### BRANO CITATO
§

Finito il racconto, Falcone dettava la sintesi, e io ero anche facilitato, nello scrivere, avendo appena finito di ascoltare Mannoia stesso. Devo dire che il timore reverenziale che avevo pensato di provare quando Francesco Gratteri mi aveva preannunciato l’incarico supplementare di estensore di verbali si era rapidamente dissolto; e poi, tra lo stare per ore nella stanzetta a giocare a carte e l’assistere da un posto di prima fila alla rivelazione di fatti, relazioni, eventi che avevano costituito prima di allora solo oggetto di speculazioni e di ipotetiche ricostruzioni, beh, non c’era proprio paragone! Storie vere di fatti eclatanti, di fatti di vita e di sangue, racconti che suscitavano angoscia, sgomento, pietà, incredulità; a volte persino divertenti, in alcuni risvolti.
Falcone era così felice che sembrava un ragazzino: quasi si leggeva, nei suoi occhi attenti, la soddisfazione per la conferma di una sua vecchia intuizione, l’attenzione per l’emersione di un particolare nuovo, o di retroscena neanche immaginabili: era la felicità della scoperta della verità su qualcosa a lui particolarmente caro: Palermo e la Giustizia, la Sicilia e i siciliani.
Non credo che sarebbe stato lo stesso se a interrogare Mannoia fosse stato un magistrato non siciliano: se non sei nato, cresciuto e vissuto in quella terra, fatichi a comprendere situazioni, motivazioni, concause e passioni; Falcone e Mannoia si capivano al volo: da siciliano a siciliano, anzi, da palermitano a palermitano, che è qualcosa ancora di più… Io, invece, a volte mi sentivo un pesce fuor d’acqua: un dilettante dell’antimafia capitato lì per caso. Il 31 ottobre, al secondo giorno di lavoro, nel verbale scrissi Stefano Bontade, anziché Bontate, e mal me ne incolse, perché Falcone mi fulminò: «Chi si occupa di Cosa nostra – disse severo – non può commettere certi errori».

§

### MATERIALE
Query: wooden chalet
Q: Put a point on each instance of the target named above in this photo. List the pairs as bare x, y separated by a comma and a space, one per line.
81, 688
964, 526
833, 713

§

### CONSEGNA
Scrivi il seguito del brano sugli interrogatori di Mannoia condotti da Falcone, ripartendo dopo la sua ultima frase. Il materiale non ha alcun legame con il brano.

### RISULTATO
Certo lui non sapeva che io in Sicilia c’ero stato solo un paio di volte, che prima di allora m’ero occupato quasi solo del “pronto intervento” sulle questioni più disparate, mica sapevo, io, di mafia e di antimafia… Però aveva ben presente la diffusione e la pericolosità dell’organizzazione criminale, e sottolineava spesso quanto fosse importante la padronanza di ogni informazione e la conoscenza di ogni dettaglio sul proprio avversario, e giustamente se ne preoccupava anche per conto di quelli che avevano, invece, la propensione a minimizzare. Ignorante ero, sì, di Cosa nostra e dei fatti siciliani, ma mi appassionavo in fretta, tanto che Falcone, che se n’era accorto, quando Mannoia se ne usciva con termini in dialetto stretto, me li traduceva ridendo indulgente, bonario, così come fa un maestro di buona musica che si trova a insegnare a un allievo tanto poco portato per la materia quanto volenteroso e desideroso di apprendere.
Gli interrogatori si svolgevano nel teatro dell’Istituto Superiore; la sala non era molto grande, saranno stati un duecento posti o giù di lì, pesanti tendaggi di velluto, quelli dei cinema di una volta, oscuravano le poche finestre poste in alto e protette da grate metalliche, che si affacciavano sulla strada dalla parte che guardava l’ansa del Tevere; sempre in fondo, sullo stesso lato, si apriva il portoncino dal quale entravamo e uscivamo.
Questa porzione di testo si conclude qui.